:: Your task ::
Please reproduce every line of the listing below word for word, from first to last, with no changes.

:: Provided material ::
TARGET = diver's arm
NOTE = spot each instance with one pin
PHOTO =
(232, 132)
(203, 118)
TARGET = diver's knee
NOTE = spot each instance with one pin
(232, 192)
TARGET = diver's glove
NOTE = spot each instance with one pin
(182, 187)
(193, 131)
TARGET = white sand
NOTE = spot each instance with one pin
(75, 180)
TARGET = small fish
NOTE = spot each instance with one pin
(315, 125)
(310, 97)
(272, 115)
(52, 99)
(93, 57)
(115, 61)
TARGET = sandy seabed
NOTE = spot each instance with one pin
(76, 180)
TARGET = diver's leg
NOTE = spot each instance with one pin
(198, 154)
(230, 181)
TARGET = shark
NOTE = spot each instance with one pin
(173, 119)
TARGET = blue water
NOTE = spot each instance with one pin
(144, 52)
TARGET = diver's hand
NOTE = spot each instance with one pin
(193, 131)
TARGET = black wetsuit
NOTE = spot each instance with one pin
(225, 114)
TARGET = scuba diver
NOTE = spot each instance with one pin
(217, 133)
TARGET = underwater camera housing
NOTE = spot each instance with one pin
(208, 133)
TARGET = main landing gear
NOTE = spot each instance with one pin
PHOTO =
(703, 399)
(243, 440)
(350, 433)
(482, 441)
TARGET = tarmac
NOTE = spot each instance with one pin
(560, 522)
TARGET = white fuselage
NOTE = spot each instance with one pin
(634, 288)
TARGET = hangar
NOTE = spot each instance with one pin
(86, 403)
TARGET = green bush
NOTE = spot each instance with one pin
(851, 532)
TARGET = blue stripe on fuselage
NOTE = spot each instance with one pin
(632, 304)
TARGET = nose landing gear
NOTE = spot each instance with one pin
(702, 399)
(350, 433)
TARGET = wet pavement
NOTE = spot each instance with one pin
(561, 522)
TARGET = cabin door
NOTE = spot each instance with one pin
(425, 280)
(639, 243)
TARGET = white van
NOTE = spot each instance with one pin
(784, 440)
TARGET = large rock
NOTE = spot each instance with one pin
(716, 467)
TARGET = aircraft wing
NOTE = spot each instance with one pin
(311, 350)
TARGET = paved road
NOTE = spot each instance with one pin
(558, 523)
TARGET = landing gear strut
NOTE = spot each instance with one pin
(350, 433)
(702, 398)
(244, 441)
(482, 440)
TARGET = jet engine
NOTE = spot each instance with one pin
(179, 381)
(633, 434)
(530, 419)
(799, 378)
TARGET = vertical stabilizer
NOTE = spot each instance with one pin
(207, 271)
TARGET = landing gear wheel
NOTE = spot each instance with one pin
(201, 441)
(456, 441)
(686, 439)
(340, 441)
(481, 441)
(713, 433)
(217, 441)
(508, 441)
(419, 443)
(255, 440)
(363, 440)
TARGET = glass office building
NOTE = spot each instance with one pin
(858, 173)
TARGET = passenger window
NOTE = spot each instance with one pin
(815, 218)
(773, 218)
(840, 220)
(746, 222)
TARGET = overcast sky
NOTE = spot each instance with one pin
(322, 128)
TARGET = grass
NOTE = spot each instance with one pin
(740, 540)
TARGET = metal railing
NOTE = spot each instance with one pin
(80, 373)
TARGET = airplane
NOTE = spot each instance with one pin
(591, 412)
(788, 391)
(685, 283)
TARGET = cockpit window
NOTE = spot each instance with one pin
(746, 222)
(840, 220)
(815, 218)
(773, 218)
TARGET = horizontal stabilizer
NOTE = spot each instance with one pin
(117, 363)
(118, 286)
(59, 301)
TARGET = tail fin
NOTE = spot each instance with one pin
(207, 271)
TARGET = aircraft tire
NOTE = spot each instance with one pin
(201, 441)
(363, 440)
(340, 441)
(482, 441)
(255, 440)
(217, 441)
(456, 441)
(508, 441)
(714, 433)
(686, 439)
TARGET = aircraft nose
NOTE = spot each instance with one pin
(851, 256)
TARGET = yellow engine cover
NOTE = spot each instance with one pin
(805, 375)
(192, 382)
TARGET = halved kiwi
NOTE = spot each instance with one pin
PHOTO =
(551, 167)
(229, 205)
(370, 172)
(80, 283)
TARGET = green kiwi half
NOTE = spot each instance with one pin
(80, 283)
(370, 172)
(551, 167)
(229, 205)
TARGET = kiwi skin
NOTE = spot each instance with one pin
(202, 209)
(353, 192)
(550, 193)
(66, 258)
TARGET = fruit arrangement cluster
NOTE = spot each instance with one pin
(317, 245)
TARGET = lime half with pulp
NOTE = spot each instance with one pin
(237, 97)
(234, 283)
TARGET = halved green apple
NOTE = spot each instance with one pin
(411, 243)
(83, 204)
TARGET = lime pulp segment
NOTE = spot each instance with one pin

:: Response ::
TARGET = diver's arm
NOTE = spot each instance with one pin
PHOTO =
(232, 132)
(203, 118)
TARGET = diver's knee
NOTE = spot each instance with one pin
(232, 192)
TARGET = diver's glove
NOTE = spot each instance with one pin
(182, 187)
(193, 131)
TARGET = white sand
NOTE = spot each instance with one pin
(75, 180)
TARGET = small fish
NOTE = spot each instance with one pin
(315, 125)
(310, 97)
(272, 115)
(52, 99)
(93, 57)
(115, 61)
TARGET = sandy seabed
NOTE = spot each instance with one pin
(76, 180)
TARGET = diver's leg
NOTE = spot each instance with one pin
(198, 154)
(230, 181)
TARGET = shark
NOTE = spot each instance with one pin
(173, 119)
TARGET = blue water
NOTE = spot each instance with one pin
(144, 52)
TARGET = diver's hand
NOTE = spot each instance with one pin
(193, 131)
TARGET = black wetsuit
NOTE = spot each instance with one pin
(225, 114)
TARGET = scuba diver
NOTE = spot each instance with one pin
(217, 133)
TARGET = underwater camera housing
NOTE = spot each instance with one pin
(208, 133)
TARGET = main landing gear
NOTE = spot each instance with one pin
PHOTO =
(703, 399)
(243, 440)
(350, 433)
(482, 441)
TARGET = tarmac
NOTE = spot each instance with one pin
(560, 522)
TARGET = white fuselage
NOTE = spot each instance with one pin
(634, 288)
TARGET = hangar
NOTE = spot each instance with one pin
(86, 403)
TARGET = green bush
NOTE = spot each instance with one pin
(851, 532)
TARGET = blue stripe on fuselage
NOTE = spot each instance with one pin
(632, 304)
TARGET = nose landing gear
NOTE = spot each instance with one pin
(702, 399)
(350, 433)
TARGET = wet pavement
NOTE = spot each instance with one pin
(561, 522)
TARGET = cabin door
NOTE = spot each instance with one pin
(425, 280)
(639, 243)
TARGET = white van
NOTE = spot each instance with one pin
(784, 440)
TARGET = large rock
NOTE = spot each instance with one pin
(716, 467)
TARGET = aircraft wing
NOTE = spot each instance with one pin
(311, 350)
TARGET = paved road
NOTE = spot each instance with one pin
(558, 523)
TARGET = landing gear strut
NOTE = spot each instance with one pin
(350, 433)
(702, 398)
(244, 441)
(482, 440)
TARGET = jet engine
NOTE = spot each instance with one pin
(179, 381)
(633, 434)
(530, 419)
(799, 378)
TARGET = vertical stabilizer
NOTE = spot each instance with one pin
(207, 271)
TARGET = landing gear wheel
NOTE = spot each instance with one pin
(201, 441)
(456, 441)
(686, 439)
(340, 441)
(481, 441)
(713, 433)
(217, 441)
(508, 441)
(419, 443)
(255, 440)
(363, 440)
TARGET = glass office building
NOTE = spot each instance with one pin
(858, 173)
TARGET = passenger window
NOTE = spot each instance with one pin
(815, 218)
(773, 218)
(840, 220)
(746, 222)
TARGET = overcast sky
NOTE = spot each instance with one pin
(322, 128)
TARGET = grass
NOTE = spot each instance with one pin
(740, 540)
TARGET = metal railing
NOTE = spot each instance with one pin
(80, 373)
TARGET = airplane
NOTE = spot each instance with one pin
(591, 412)
(788, 391)
(685, 283)
TARGET = cockpit window
NOTE = spot each instance with one pin
(746, 222)
(840, 220)
(815, 218)
(773, 218)
TARGET = horizontal stabilizer
NOTE = spot each instance with one pin
(117, 363)
(118, 286)
(59, 301)
TARGET = tail fin
NOTE = spot each instance with one pin
(207, 271)
TARGET = aircraft tire
NOTE = spot each instance with one pin
(201, 441)
(363, 440)
(340, 441)
(482, 441)
(255, 440)
(217, 441)
(456, 441)
(508, 441)
(714, 433)
(686, 439)
TARGET = aircraft nose
NOTE = spot each instance with one pin
(851, 256)
TARGET = yellow engine cover
NOTE = spot each instance with one pin
(805, 375)
(192, 382)
TARGET = halved kiwi
NOTE = spot each instance with one pin
PHOTO =
(551, 167)
(229, 205)
(370, 172)
(80, 283)
TARGET = green kiwi half
NOTE = spot each instance with one pin
(80, 283)
(370, 172)
(551, 167)
(229, 205)
TARGET = kiwi skin
NOTE = spot each instance with one pin
(202, 209)
(353, 192)
(550, 193)
(66, 258)
TARGET = fruit arrangement cluster
NOTE = spot each instance with one pin
(317, 245)
TARGET = lime half with pulp
NOTE = spot each instance with one pin
(237, 97)
(234, 283)
TARGET = halved green apple
NOTE = spot each instance with one pin
(411, 243)
(83, 204)
TARGET = lime pulp segment
NOTE = spot each instance with one pin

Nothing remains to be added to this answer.